FRAGMENT ŹRÓDŁA:
Zaloguj się na forum
×

Premiera



  • Chton

    Wywiad przeprowadził Aleksander KrzeczkowskiDaję głowę, iż już wkrótce ci panowie będą jednym z najczęściej wymienianych zespołów metalowych z Norwegii. Norwegia? Taa.. wiem o czym myslicie, ale wcale nie chodzi o kolejny surowy, nowoczesny czy jakikolwiek inny black metalowy projekt. Chton czyni piekło na ziemi najprawdziwszym brutalnym old school death metalem i byłem naprawdę ciekaw co zmotywowało ich do wyboru takiego gatunku. Zadałem zatem Torstein`owi najgłupsze pytanie na świecie jakie tylko mozna zadać zespołowi - "Dlaczego zaczęliście grać właśnie taką muzykę - czy powodowała Wami tylko chęć bycia innymi?"Torstein>> Nie, nigdy nie byliśmy motywowani jedynie przez chęć wyróznienia się. Chton nie jest zespołem stworzonym specjalnie do grania jakiegolowiek muzycznego gatunku. Jesteśmy kolesiami, którzy grają taką muzykę jaką sami chcą i lubią grać. Żadnego czary-mary. Zresztą nie wydaje mi się, aby Norwegia była rzeczywiście wciąż aż tak zdominowana przez black metal. Może nasz kraj znany jest najbardziej z naszych black metalowych produktów eksportowych, ale jest tu też masa zespołów grających inne gatunki muzyczne. Wystarczy wskazać Darkthrone (z ich legendarnego "Soulside Journey") czy np. Cadaver, które na swoiuch pierwszych albumach tworzyły wyśmienity death metal, a zespoły takie jak Zyklon, Bloodthorn, Aeternus i także wciąż Cadaver, wymieniając tylko niektóre, wciąż podtrzymują tą tradycję.

    Wasz nowy świeżutki album nosi tytuł "Chtonian lifecode". Podobieństwo tego tytułu do pierwszego kawałka z "A blaze .." Darkthrone chyba nie jest przypadkowe?

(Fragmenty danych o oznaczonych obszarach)
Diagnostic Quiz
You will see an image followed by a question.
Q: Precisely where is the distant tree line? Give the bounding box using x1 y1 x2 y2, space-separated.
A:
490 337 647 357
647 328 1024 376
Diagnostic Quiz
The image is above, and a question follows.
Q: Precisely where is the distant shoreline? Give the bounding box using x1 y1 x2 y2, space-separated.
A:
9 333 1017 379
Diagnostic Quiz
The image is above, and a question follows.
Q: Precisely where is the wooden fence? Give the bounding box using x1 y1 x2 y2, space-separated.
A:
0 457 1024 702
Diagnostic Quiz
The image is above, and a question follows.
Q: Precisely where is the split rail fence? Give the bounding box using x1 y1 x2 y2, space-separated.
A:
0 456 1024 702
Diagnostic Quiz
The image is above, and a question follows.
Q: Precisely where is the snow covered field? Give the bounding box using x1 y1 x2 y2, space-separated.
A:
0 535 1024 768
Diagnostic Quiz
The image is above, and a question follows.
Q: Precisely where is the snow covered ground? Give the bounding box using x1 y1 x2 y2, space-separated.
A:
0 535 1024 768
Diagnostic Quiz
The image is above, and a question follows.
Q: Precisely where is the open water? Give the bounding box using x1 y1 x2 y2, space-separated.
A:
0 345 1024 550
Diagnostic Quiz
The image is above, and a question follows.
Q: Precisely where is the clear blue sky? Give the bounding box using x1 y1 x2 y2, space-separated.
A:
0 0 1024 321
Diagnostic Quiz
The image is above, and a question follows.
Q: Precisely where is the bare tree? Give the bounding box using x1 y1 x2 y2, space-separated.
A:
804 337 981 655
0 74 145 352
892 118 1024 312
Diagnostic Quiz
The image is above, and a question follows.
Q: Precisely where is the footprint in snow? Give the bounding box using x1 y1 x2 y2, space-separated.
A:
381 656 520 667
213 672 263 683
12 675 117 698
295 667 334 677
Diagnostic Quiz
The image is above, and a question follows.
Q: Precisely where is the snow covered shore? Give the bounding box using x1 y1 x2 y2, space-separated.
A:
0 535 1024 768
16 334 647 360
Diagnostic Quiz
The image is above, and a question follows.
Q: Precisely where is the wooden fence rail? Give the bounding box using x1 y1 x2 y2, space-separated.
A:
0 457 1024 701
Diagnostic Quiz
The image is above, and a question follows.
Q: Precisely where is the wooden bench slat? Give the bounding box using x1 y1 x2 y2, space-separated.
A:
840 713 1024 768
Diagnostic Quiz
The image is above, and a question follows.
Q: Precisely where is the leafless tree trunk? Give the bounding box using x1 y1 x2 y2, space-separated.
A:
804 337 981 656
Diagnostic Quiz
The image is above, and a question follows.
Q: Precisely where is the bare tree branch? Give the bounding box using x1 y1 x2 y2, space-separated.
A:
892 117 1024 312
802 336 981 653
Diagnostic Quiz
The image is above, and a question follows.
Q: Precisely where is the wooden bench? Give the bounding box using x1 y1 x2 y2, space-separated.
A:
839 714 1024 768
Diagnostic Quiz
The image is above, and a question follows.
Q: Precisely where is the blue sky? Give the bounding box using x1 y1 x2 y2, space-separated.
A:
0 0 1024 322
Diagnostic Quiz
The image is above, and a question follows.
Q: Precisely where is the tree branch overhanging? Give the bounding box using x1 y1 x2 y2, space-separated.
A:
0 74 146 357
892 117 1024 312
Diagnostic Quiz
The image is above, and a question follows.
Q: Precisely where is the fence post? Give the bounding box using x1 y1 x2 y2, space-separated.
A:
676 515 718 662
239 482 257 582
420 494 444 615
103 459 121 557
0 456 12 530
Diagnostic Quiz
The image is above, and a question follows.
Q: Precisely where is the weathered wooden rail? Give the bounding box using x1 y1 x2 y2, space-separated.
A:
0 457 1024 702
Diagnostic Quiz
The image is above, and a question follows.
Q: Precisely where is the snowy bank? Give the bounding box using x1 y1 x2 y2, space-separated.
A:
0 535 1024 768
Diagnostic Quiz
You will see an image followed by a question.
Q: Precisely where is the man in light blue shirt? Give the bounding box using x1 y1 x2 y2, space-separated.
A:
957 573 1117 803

ZADANIA DO WYKONANIA:
a – Zamień „album” na „krążek” we fragmencie wywiadu z zespołem Chton, zaczynając od „Wasz nowy świeżutki” i kończąc na „nie jest przypadkowe?”, a potem podaj ten fragment ponownie.
b – Odpowiedz na pytania do wywiadu z zespołem Chton:
(i) Kto przeprowadził wywiad?
(ii) Jaki gatunek gra Chton według wstępu?
(iii) Jaki tytuł nosi nowy album zespołu?
c – Kontynuuj wywiad z zespołem Chton od miejsca, w którym się kończy.

LISTA ODPOWIEDZI:
a –
Wasz nowy świeżutki krążek nosi tytuł "Chtonian lifecode". Podobieństwo tego tytułu do pierwszego kawałka z "A blaze .." Darkthrone chyba nie jest przypadkowe?

b –
(i) Aleksander Krzeczkowski.
(ii) Brutalny old school death metal.
(iii) „Chtonian lifecode”.

c –
    Tytuł albumu pochodzi od tytułu jednego z kawałków do którego tekst napisał Kenneth. Nie ulega wątpliwości, że jest on "nieco podobny" do "Kathaarian Life Code". Mozna to odebrać jako swego rodzaju nawiązanie do ekstremalnie mrocznego klimatu tamtego utworu, albumu i wogóle całego Darkthrone, ale jest to też rodzaj manifestu Chton mówiącego "oto my i to co chcemy zrobić to namieszać Wam porządnie w łbach!". To coś jakby inna wersja tytułu zawierającego nazwę zespołu.

    Większość z Was udziela się również w innych zespołach. Ty np. jesteś także członkiem Manes (przy okazji - ostatni album Manes to prawdziwy majstersztyk). Musisz mieć chyba bardzo szerokie horyzonty muzyczne skoro grasz w tak bardzo odmiennych zespołach. Interesujące, że oba zespoły - tak Manes jak i Chton zaczynały od grania surowego black metalu. Mam rację?

    Tak, generalnie masz rację. Oba zespoły ewoluowały z bardziej blackowego stylu i brzmienia. Jak wspomniałeś gram też w Manes i rzeczywiście mam dosyć szerokie horyzonty jeżeli chodzi o kwestie muzyczne. Słucham po prostu tego co lubie - nic więcej i nic mniej.

    Wiem też, że jesteś autorem większości tekstów, które znalazły się na "Reclaim" - ostatnim, minialbumie Keep Of Kalessin. Jak doszło do Twojego udziału w tworzeniu liryków na to genialne wydawnictwo? Jesteś rzeczywiście znany w norweskim podziemiu jako dobry tekściarz?

    Nie jestem jakimś szczególnie znanym tekściarzem, ale pomagałem w tworzeniu tekstów kilku moim przyjaciołom w przeszłości. Napisałem np. większość liryków na pierwszy album Bloodthorn "In the shadow of your black wings" plus kilka na ich split z ..And Oceans. Jeżeli chodzi o Keep Of Kalessin to pisałem dla nich też już wcześniej - przy okazji ich debiutu "Through times of war" napisałem dla nich teksty do dwóch utworów. Teraz właśnie napisałem większośc tekstów na "Reclaim" a także kilka dla thrash metalowego Headspin. Zarówno kolesie Bloodthorn jak i z Kalessin są moimi starymi kumplami tutaj w Trondheim (także goście z Headspin) i wszystko to jest właśnie wynikiem wzajemnej przyjacielskiej pomocy.

    Czy masz jasno powiedziane o czym masz pisać? Masz coś narzucane?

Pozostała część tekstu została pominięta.